▸ **INFORMATION SHOWN**:

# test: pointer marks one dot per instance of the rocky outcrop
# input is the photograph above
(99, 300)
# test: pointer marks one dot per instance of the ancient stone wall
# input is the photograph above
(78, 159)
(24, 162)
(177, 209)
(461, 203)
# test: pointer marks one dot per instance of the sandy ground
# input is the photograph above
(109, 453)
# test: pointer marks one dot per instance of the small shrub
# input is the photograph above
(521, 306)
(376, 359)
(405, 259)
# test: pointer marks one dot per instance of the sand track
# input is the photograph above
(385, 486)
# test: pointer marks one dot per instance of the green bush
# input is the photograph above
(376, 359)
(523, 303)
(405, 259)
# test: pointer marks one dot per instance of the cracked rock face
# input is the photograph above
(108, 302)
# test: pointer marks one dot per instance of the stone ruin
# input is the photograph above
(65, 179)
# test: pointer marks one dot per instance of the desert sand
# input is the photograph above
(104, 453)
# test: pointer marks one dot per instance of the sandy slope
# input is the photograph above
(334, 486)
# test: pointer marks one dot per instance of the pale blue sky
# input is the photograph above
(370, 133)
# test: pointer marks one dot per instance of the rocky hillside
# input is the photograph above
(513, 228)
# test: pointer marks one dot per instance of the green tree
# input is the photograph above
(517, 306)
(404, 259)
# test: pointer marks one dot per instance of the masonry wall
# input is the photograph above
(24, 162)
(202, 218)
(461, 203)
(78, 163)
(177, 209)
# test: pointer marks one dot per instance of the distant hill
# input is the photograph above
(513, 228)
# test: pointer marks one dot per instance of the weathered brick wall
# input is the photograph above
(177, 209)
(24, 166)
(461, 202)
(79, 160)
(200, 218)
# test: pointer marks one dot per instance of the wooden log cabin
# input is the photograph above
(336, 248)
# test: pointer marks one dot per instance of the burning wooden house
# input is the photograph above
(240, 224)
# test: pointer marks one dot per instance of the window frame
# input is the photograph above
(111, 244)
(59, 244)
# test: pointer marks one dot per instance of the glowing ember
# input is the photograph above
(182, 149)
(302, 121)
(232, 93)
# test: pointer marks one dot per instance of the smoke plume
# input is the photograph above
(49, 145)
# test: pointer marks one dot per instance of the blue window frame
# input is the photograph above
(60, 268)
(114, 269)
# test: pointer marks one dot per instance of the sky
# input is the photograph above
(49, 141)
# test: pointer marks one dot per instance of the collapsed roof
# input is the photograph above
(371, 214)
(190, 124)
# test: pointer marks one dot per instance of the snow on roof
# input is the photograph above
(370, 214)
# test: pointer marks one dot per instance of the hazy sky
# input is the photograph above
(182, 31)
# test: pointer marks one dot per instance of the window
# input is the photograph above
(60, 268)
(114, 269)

▸ **ASSIGNED TASK**:
In the material above, show every line where the word "roof" turns up.

▸ **ANSWER SPACE**:
# test: pointer marks one dot per instance of the collapsed roof
# test: pointer marks one dot per instance of the snow on roof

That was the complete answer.